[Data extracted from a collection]
==================================================
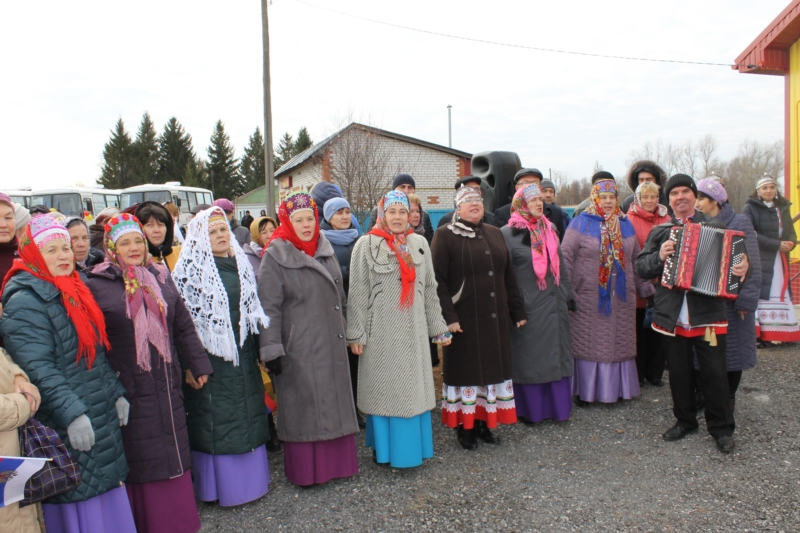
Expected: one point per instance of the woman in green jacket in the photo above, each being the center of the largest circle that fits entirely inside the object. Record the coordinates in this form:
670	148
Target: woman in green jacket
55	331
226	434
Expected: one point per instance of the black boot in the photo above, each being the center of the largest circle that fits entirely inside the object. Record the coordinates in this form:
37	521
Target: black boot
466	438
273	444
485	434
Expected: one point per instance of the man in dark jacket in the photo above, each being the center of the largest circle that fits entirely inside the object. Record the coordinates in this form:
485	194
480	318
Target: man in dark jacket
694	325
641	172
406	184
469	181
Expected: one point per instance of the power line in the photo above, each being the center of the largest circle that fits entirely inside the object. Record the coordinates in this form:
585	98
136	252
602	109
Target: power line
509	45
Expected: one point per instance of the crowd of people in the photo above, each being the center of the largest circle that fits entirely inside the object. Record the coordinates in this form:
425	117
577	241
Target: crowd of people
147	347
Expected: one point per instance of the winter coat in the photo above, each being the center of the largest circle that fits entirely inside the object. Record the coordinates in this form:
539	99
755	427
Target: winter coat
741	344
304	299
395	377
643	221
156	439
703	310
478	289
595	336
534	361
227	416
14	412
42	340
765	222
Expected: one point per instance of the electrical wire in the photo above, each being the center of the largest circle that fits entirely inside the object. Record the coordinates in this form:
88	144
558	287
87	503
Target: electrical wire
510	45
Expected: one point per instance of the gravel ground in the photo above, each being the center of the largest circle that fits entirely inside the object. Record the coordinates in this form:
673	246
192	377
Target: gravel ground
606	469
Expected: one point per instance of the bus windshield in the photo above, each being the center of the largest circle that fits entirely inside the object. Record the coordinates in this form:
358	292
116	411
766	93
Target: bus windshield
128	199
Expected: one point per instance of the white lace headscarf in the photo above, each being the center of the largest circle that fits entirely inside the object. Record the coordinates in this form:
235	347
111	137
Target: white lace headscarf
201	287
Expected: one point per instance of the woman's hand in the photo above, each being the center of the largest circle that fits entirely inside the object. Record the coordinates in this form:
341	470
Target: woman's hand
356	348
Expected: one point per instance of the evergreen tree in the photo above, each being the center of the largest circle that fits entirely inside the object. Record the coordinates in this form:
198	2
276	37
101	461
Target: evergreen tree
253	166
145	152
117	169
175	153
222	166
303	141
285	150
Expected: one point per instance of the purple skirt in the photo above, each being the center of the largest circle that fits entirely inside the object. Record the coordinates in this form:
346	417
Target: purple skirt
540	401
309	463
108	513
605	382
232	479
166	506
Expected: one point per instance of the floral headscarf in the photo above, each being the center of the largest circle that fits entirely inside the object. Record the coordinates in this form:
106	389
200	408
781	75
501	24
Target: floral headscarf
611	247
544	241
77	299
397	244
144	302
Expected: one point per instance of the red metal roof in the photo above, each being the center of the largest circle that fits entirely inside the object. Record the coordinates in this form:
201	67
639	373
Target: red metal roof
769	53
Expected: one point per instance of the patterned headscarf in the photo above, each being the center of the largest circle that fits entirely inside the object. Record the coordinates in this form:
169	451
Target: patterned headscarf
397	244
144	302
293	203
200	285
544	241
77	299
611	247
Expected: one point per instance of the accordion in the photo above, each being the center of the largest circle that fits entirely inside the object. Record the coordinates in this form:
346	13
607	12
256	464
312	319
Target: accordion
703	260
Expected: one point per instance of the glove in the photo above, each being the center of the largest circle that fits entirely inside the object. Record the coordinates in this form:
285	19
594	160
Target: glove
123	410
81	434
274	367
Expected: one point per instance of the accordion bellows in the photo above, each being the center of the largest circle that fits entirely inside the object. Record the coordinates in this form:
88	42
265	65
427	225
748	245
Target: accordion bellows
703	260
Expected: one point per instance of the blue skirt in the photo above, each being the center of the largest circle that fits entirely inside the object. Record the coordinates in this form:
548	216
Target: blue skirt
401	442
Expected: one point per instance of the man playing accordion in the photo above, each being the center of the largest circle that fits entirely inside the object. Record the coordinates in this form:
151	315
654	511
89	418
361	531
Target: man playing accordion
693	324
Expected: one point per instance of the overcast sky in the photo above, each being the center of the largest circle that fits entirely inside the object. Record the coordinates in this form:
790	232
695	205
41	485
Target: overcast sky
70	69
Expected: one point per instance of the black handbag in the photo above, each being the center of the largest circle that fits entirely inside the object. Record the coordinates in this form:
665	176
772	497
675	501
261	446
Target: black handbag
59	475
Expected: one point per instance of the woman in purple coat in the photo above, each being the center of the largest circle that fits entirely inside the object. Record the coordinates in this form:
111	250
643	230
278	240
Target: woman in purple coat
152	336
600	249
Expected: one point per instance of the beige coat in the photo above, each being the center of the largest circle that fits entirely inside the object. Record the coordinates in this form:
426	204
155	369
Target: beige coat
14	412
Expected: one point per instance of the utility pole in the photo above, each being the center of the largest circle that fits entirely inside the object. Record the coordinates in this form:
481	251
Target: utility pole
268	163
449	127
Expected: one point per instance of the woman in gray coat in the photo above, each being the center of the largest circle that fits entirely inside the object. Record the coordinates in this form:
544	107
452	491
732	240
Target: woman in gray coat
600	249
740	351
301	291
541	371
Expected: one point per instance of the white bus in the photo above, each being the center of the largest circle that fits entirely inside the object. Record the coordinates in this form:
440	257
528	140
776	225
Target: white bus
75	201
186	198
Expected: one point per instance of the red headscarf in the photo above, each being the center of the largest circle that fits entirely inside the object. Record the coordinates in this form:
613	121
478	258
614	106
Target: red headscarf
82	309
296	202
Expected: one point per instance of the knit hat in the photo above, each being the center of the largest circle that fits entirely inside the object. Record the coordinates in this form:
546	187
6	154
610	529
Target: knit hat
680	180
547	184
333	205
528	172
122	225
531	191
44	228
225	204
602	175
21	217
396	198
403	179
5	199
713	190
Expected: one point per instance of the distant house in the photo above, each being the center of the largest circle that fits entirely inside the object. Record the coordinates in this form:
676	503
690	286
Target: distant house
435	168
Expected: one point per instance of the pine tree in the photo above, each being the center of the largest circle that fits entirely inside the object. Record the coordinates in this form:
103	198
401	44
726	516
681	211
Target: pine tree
==================================================
▶ PROBLEM DETAILS
The records above are to be copied exactly, without their pictures.

▶ ANSWER SPACE
Expected: one point per instance of the woman in green jacket in the photo above, each being the center of the largest circle that fits entirely inside the object. Record the coordinates in this form:
670	148
Target: woman in green jacket
55	331
226	434
Expected: one point per instance of the black boot in the photo above, each being the center of the largest circle that fits entirely inside the object. Record the coordinates in this form:
37	521
Target: black boot
466	438
273	444
485	434
Expected: one point per instance of the man in dark jacket in the photo above, each being the center of the largest circle that fits entirely inside the object. Record the coordinates in this form:
485	194
480	318
Target: man in dark jacket
694	325
641	172
406	184
469	181
Expected: one point per instance of the power line in the photo above, each being the center of the largest circle that fits entirely inside the object. Record the coordinates in this form:
585	98
136	252
602	109
Target: power line
509	45
Expected: one point per instance of the crowd of people in the photo above, each being the center of the largest circle that fits entirely inside the object. Record the coordinates in this form:
425	117
577	241
Target: crowd of people
147	347
Expected: one point per instance of the winter coat in the photo above, each being the center of the largest circle that fits entirely inside the object. Record the coordinates in this form:
539	99
755	427
Target: winter coat
741	344
304	299
395	377
643	221
156	439
703	310
478	289
595	336
534	361
227	416
14	412
42	340
765	222
Expected: one point per instance of the electrical wire in the photo above, each being the center of the largest circle that fits entirely inside the object. Record the coordinates in this form:
88	144
558	287
87	503
Target: electrical wire
510	45
Expected: one point per instance of the gravel ground in the photo above, each being the center of the largest circle that fits entirely inside the object. Record the coordinates in this form:
673	246
192	377
Target: gravel ground
606	469
Expected: one point per instance of the bus windshield in the photo above, each being the center of the largest circle that fits entirely inside the object. Record the coordinates in this form:
358	292
116	411
766	93
Target: bus windshield
128	199
Expected: one point per instance of the white lace headscarf in the photo above, each being the center of the largest circle that fits entirely inside the object. Record the coordinates in this form:
235	347
111	137
Target: white lace headscarf
201	287
Expected: one point per instance of the woman's hand in the photo above, each being the center of the largest circle that fits entirely inside the object. Record the coordinates in this form:
341	470
Target: woman's hand
356	348
Expected: one point per instance of the evergreen tree in the photo above, each being the center of the largest circle that fits entirely inside the object. Record the coordinates in this form:
198	2
276	37
101	461
Target: evergreen tree
253	166
145	152
117	169
175	153
222	166
303	141
285	150
Expected: one point per instance of the purple skirt in the photo above, each being the center of the largest circle that fits entirely inside the object. Record the coordinates in this form:
346	417
Target: purple skirt
540	401
309	463
108	513
605	382
232	479
166	506
Expected: one point per instance of the floral headscarf in the photo above, each being the center of the largest circle that fits entirely inside the object. Record the coordinates in this form:
106	389
200	408
781	75
501	24
Target: floral headscarf
611	247
544	241
77	299
397	244
144	302
Expected: one point per instance of the red metal roof in the photo above, each being the center of the largest circle that fits entirely inside the object. Record the coordinates in this form:
201	67
639	373
Target: red metal roof
769	53
Expected: one point per instance of the patterned headscarf in the photo above, each being the center of the largest circle that fits entirely inside the object. Record the coordinates in this form:
169	451
Target: patterned headscarf
397	244
144	302
293	203
200	285
544	241
77	299
611	247
Expected: one point per instance of the accordion in the photo above, each being the center of the largest circle that fits entirely inside the object. Record the coordinates in this form:
346	13
607	12
256	464
312	319
Target: accordion
703	260
Expected: one point per instance of the glove in the photo above, each being the center of the largest circle that fits entirely inside the object. Record the coordinates in this form:
285	19
594	160
Target: glove
123	410
81	434
274	367
Expected: one point per instance of the accordion bellows in the photo above, each being the center of the largest circle that fits entirely inside the object. Record the coordinates in this form:
88	42
265	65
427	225
748	245
Target: accordion bellows
703	260
Expected: one point per instance of the blue skirt in the photo above, each being the center of the largest circle that fits entirely inside the object. Record the coordinates in this form:
548	216
Target: blue skirt
401	442
Expected: one point per instance of the man playing accordion in the photo above, each being the center of the largest circle that fits entirely inside the object. Record the coordinates in this form:
151	315
654	511
89	418
361	531
Target: man playing accordion
693	324
Expected: one point per instance of the overcast sky in the photo above, each being the center of the largest circle that fits entirely inside the object. Record the coordinates in this form:
790	232
695	205
41	485
Target: overcast sky
70	69
Expected: one point per instance of the black handbag in the photo above, each being the center of the largest circle that fits entirely inside the object. Record the coordinates in this form:
665	176
772	497
675	501
261	446
Target: black handbag
59	475
Expected: one point per instance of the woman in purple coat in the photo above, each being the center of the largest circle that fits entirely inside the object. Record the coordinates in this form:
111	250
643	230
278	240
Target: woman in purple coat
152	336
600	249
Expected: one point per instance of the beige coat in the photo above, each being the center of the largest circle that fits entirely inside the object. Record the coordinates in this form:
426	204
155	369
Target: beige coat
14	412
Expected: one point per instance of the utility pole in the photo above, each being the center of the largest circle that fits entirely inside the object. Record the coordinates in this form:
481	251
Target: utility pole
268	163
449	127
Expected: one point per instance of the woman in gray coat in the photo above, each being the center of the largest circle that fits entirely inside the object. Record the coordinates in this form:
544	107
452	491
732	240
Target: woman in gray coat
600	249
740	351
301	291
541	371
Expected: one point per instance of the white bus in the photo above, each being the center of the largest circle that fits entirely inside the object. Record the coordinates in this form:
440	257
528	140
776	225
Target: white bus
75	201
186	198
Expected: one point per instance of the red headscarf in the photo above, each being the center of the largest circle that fits entirely inside the object. Record the coordinates in this form:
613	121
478	258
614	106
Target: red headscarf
82	309
296	202
Expected: one point per instance of the knit hat in the photo above, each being the center of the largest circle that fits entirely inside the object. Record the coordinates in this form:
546	187
6	154
610	529
Target: knit hat
680	180
547	184
333	205
528	172
122	225
531	191
44	228
225	204
602	175
21	217
396	198
403	179
5	199
713	190
Expected: one point per instance of the distant house in the photo above, each being the center of the largest circle that fits entirely inside the object. Record the coordinates in this form:
676	503
690	286
Target: distant house
435	168
Expected: one point per instance of the pine tree in the photo above, each being the center of the largest circle that fits entirely inside the object. Record the coordinates in this form:
103	198
401	44
726	516
681	211
Target: pine tree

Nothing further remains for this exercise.